Short task: Rescale the listing from its start through the line that contains "91 75 L 110", both ends included, and reproduce those lines with the requests unchanged. Multiply every outline coordinate in the answers by 2.05 and round to whole numbers, halves up. Leave the requests and their format samples unscaled, and leave the pictures out.

Records:

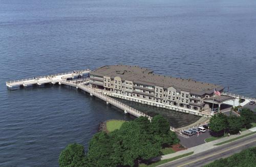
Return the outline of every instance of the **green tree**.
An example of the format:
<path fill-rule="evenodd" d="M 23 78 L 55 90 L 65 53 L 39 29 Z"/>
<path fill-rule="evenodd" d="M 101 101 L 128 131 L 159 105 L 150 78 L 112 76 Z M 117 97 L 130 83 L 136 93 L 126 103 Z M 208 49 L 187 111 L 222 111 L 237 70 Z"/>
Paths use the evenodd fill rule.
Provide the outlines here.
<path fill-rule="evenodd" d="M 228 117 L 228 129 L 231 133 L 237 133 L 243 126 L 243 122 L 240 117 L 231 116 Z"/>
<path fill-rule="evenodd" d="M 83 146 L 77 143 L 69 145 L 60 153 L 59 165 L 60 167 L 85 166 L 86 159 Z"/>
<path fill-rule="evenodd" d="M 158 115 L 154 117 L 151 121 L 151 128 L 154 134 L 167 134 L 170 131 L 170 124 L 163 116 Z"/>
<path fill-rule="evenodd" d="M 256 122 L 256 116 L 250 109 L 243 108 L 240 114 L 245 127 L 249 128 L 251 123 Z"/>
<path fill-rule="evenodd" d="M 221 113 L 211 117 L 210 119 L 209 128 L 215 132 L 224 130 L 225 134 L 225 130 L 228 127 L 228 125 L 227 116 Z"/>
<path fill-rule="evenodd" d="M 115 166 L 111 158 L 114 152 L 113 141 L 105 132 L 96 133 L 90 140 L 87 156 L 88 166 Z"/>

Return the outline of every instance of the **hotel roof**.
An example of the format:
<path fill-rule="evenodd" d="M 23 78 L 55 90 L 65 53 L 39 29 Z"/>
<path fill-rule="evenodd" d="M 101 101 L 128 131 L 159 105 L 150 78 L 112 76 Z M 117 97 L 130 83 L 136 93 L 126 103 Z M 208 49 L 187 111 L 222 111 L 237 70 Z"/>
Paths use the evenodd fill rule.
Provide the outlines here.
<path fill-rule="evenodd" d="M 92 71 L 91 75 L 110 76 L 114 78 L 119 76 L 122 80 L 133 81 L 134 83 L 148 86 L 157 86 L 164 88 L 173 87 L 178 91 L 182 90 L 202 95 L 212 93 L 214 89 L 220 91 L 224 88 L 221 86 L 154 74 L 150 69 L 137 66 L 122 65 L 104 66 Z"/>

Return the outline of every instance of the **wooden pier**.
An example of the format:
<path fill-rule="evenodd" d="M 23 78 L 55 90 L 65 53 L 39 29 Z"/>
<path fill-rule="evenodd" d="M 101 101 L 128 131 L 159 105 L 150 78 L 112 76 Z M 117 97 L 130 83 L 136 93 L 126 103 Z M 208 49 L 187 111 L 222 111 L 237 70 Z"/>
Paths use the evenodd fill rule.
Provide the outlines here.
<path fill-rule="evenodd" d="M 104 95 L 101 92 L 95 90 L 89 86 L 87 85 L 90 82 L 90 78 L 81 78 L 84 74 L 90 73 L 91 70 L 89 69 L 81 71 L 74 71 L 71 72 L 62 73 L 53 75 L 38 76 L 36 77 L 18 79 L 6 82 L 6 86 L 10 88 L 15 86 L 22 86 L 27 87 L 35 85 L 41 85 L 44 84 L 56 84 L 59 85 L 66 85 L 80 89 L 90 94 L 91 96 L 95 96 L 101 100 L 106 102 L 106 104 L 111 104 L 116 107 L 124 110 L 124 113 L 130 114 L 137 117 L 141 116 L 146 117 L 151 121 L 152 117 L 146 114 L 141 112 L 137 109 L 133 108 L 114 98 Z M 72 79 L 78 77 L 78 79 L 73 80 Z"/>

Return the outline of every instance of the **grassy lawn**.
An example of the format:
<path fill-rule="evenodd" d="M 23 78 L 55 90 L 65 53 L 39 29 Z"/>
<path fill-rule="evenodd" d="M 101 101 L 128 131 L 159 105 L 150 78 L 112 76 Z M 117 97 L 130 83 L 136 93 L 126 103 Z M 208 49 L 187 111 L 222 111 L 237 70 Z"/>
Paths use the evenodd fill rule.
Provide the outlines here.
<path fill-rule="evenodd" d="M 112 132 L 116 129 L 119 129 L 121 126 L 125 122 L 122 120 L 110 120 L 106 122 L 106 130 Z"/>
<path fill-rule="evenodd" d="M 251 125 L 252 126 L 250 128 L 254 128 L 254 127 L 256 127 L 256 123 L 251 123 Z M 243 129 L 242 129 L 241 131 L 245 131 L 246 130 L 247 130 L 247 129 L 243 128 Z"/>
<path fill-rule="evenodd" d="M 161 164 L 165 163 L 170 162 L 170 161 L 172 161 L 173 160 L 176 160 L 176 159 L 179 159 L 181 158 L 183 158 L 184 157 L 185 157 L 185 156 L 187 156 L 188 155 L 192 155 L 192 154 L 193 154 L 193 153 L 194 153 L 194 152 L 190 152 L 190 153 L 188 153 L 186 154 L 179 155 L 179 156 L 174 157 L 172 158 L 161 160 L 159 161 L 158 162 L 151 163 L 151 164 L 149 164 L 149 165 L 146 165 L 145 164 L 142 163 L 142 164 L 140 164 L 139 166 L 139 167 L 146 167 L 146 167 L 154 167 L 154 166 L 158 166 L 159 165 L 160 165 Z"/>
<path fill-rule="evenodd" d="M 213 141 L 215 141 L 216 140 L 221 138 L 226 137 L 226 136 L 227 136 L 227 133 L 225 134 L 225 135 L 223 135 L 222 136 L 220 136 L 220 137 L 211 136 L 211 137 L 208 137 L 207 138 L 205 138 L 205 142 L 206 142 L 206 143 L 210 142 L 211 142 Z"/>
<path fill-rule="evenodd" d="M 163 155 L 166 155 L 172 153 L 174 153 L 175 151 L 173 150 L 172 148 L 165 148 L 161 150 L 161 152 L 163 153 Z"/>
<path fill-rule="evenodd" d="M 251 133 L 248 133 L 248 134 L 244 134 L 244 135 L 242 135 L 241 136 L 240 136 L 239 137 L 236 137 L 236 138 L 232 138 L 232 139 L 229 140 L 228 141 L 225 141 L 225 142 L 221 142 L 221 143 L 217 143 L 217 144 L 214 145 L 215 146 L 220 146 L 220 145 L 223 145 L 223 144 L 226 144 L 226 143 L 229 143 L 229 142 L 232 142 L 232 141 L 236 141 L 237 140 L 239 140 L 239 138 L 241 138 L 247 136 L 248 135 L 254 134 L 255 133 L 256 133 L 256 132 L 251 132 Z"/>

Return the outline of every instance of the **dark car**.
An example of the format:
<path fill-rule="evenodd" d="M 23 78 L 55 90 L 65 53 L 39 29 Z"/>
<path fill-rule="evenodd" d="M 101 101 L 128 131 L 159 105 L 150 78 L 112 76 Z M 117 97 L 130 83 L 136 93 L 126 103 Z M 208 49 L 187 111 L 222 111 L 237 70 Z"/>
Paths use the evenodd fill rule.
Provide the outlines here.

Right answer:
Return the outline of every instance of the **green tree**.
An example of the format:
<path fill-rule="evenodd" d="M 23 78 L 55 90 L 65 53 L 39 29 Z"/>
<path fill-rule="evenodd" d="M 101 101 L 128 131 L 159 105 L 150 78 L 112 76 Z M 117 97 L 130 83 L 136 93 L 126 103 Z M 208 49 L 187 111 L 222 111 L 237 70 Z"/>
Paths use the evenodd fill rule.
Provide the outlines here.
<path fill-rule="evenodd" d="M 467 240 L 467 264 L 474 273 L 486 273 L 498 258 L 498 250 L 492 240 L 474 238 Z"/>
<path fill-rule="evenodd" d="M 170 299 L 158 293 L 141 297 L 123 314 L 121 338 L 123 342 L 174 340 L 176 326 Z"/>
<path fill-rule="evenodd" d="M 324 236 L 316 240 L 310 248 L 310 262 L 316 275 L 342 275 L 349 269 L 349 254 L 334 238 Z"/>
<path fill-rule="evenodd" d="M 525 250 L 525 238 L 513 223 L 498 221 L 492 234 L 502 260 L 510 262 L 515 252 Z"/>
<path fill-rule="evenodd" d="M 453 232 L 433 240 L 431 244 L 428 262 L 441 271 L 459 267 L 461 275 L 461 267 L 467 260 L 467 256 L 465 238 Z"/>
<path fill-rule="evenodd" d="M 236 340 L 228 324 L 234 312 L 232 289 L 215 271 L 197 273 L 185 287 L 178 320 L 180 340 Z"/>

Return the outline of every instance of the **hotel roof**.
An example of the format:
<path fill-rule="evenodd" d="M 23 78 L 55 90 L 65 53 L 39 29 Z"/>
<path fill-rule="evenodd" d="M 101 101 L 128 131 L 159 105 L 150 78 L 112 76 Z M 117 97 L 130 83 L 136 93 L 126 103 Z M 208 49 L 187 111 L 222 111 L 237 70 Z"/>
Paths use the evenodd fill rule.
Provide the outlines here.
<path fill-rule="evenodd" d="M 189 146 L 187 154 L 226 156 L 234 160 L 244 156 L 250 164 L 273 166 L 275 170 L 303 176 L 322 176 L 336 180 L 355 178 L 365 187 L 373 185 L 414 195 L 435 191 L 439 182 L 451 187 L 459 180 L 453 176 L 316 152 L 308 141 L 281 135 L 250 133 L 213 135 Z"/>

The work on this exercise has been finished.